---- Material for this exercise
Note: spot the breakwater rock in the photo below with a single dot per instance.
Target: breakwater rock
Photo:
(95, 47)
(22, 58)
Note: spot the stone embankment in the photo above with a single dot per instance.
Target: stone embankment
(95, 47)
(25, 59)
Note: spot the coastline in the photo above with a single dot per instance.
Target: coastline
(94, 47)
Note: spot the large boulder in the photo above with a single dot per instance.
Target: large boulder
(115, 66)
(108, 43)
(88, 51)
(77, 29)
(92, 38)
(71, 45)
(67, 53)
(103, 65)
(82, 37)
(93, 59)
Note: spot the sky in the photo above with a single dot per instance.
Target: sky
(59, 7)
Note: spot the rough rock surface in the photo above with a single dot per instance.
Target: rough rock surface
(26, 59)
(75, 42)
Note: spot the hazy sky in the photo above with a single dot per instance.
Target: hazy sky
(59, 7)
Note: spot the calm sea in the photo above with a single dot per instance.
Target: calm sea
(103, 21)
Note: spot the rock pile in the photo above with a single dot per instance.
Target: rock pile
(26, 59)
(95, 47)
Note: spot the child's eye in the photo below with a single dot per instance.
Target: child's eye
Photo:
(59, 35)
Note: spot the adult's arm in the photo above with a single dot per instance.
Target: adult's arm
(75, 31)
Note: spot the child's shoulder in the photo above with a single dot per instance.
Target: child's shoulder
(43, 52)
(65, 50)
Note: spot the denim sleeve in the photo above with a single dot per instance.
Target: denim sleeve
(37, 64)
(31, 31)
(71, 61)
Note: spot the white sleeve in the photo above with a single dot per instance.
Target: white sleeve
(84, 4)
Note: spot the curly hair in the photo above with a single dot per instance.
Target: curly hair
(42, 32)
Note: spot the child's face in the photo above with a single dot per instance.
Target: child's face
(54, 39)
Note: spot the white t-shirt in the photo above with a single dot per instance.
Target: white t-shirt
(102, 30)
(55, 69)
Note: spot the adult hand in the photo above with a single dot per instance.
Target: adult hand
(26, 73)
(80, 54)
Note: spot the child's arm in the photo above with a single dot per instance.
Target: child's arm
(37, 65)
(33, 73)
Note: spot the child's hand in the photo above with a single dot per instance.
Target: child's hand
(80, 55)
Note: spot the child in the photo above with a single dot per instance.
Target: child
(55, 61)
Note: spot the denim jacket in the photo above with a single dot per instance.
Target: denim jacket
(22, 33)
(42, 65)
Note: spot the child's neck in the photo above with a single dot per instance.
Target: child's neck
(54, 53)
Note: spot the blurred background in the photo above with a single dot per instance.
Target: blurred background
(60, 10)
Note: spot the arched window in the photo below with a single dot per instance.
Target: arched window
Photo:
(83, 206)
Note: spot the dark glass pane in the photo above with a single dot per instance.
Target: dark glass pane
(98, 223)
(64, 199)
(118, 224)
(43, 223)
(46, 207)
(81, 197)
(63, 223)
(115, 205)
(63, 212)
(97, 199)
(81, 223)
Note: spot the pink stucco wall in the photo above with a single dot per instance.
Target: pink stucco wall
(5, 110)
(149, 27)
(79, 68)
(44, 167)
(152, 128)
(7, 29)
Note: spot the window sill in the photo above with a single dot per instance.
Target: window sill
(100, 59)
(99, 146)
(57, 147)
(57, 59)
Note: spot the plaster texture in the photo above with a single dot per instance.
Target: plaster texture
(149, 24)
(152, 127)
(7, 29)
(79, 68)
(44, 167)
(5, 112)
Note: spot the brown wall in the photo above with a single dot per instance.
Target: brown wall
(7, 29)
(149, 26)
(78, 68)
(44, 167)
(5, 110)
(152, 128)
--------
Starting at the line with "Note: spot the adult hand", copy every line up to and including the last one in the entries above.

Note: spot the adult hand in the photo above with a single dot per instance.
Target: adult hand
(26, 73)
(80, 54)
Note: spot the child's arm in the photo above with a single dot per instance.
Target: child's arm
(37, 65)
(33, 73)
Note: spot the child's hand in the photo above with a single dot per instance.
Target: child's hand
(80, 55)
Note: spot the child in the photo above with a single dot per instance.
Target: child
(55, 61)
Note: spot the denim jacket in the photo above with a single dot per instance.
Target: denim jacket
(22, 33)
(42, 65)
Note: spot the child's neck in the photo above with a single dot per instance.
Target: child's neck
(54, 53)
Note: spot the blurred background in the photo above with a single dot per instance.
Target: blurred background
(60, 10)
Note: spot the arched window in the photo below with a single dot per instance.
Target: arched window
Photo:
(83, 206)
Note: spot the dark glass pane in the photo above with a single dot per instance.
Target: dark glass pane
(98, 223)
(64, 199)
(118, 224)
(43, 223)
(46, 207)
(81, 197)
(63, 223)
(115, 205)
(63, 212)
(97, 199)
(81, 223)
Note: spot the pink stucco wall in the photo above with a single dot per instance.
Target: pink stucco wall
(5, 110)
(149, 27)
(79, 68)
(44, 167)
(152, 128)
(7, 29)
Note: spot the window sill in the photo above with a single dot per instance.
Target: window sill
(100, 59)
(99, 146)
(57, 147)
(57, 59)
Note: spot the plaster texture in the photo above with a single dot per instance.
Target: plaster texture
(149, 24)
(152, 127)
(7, 29)
(79, 68)
(44, 167)
(5, 112)
Note: spot the brown wall in the photo above with a single dot per instance.
Target: brown wall
(7, 29)
(149, 26)
(78, 68)
(44, 167)
(5, 110)
(152, 128)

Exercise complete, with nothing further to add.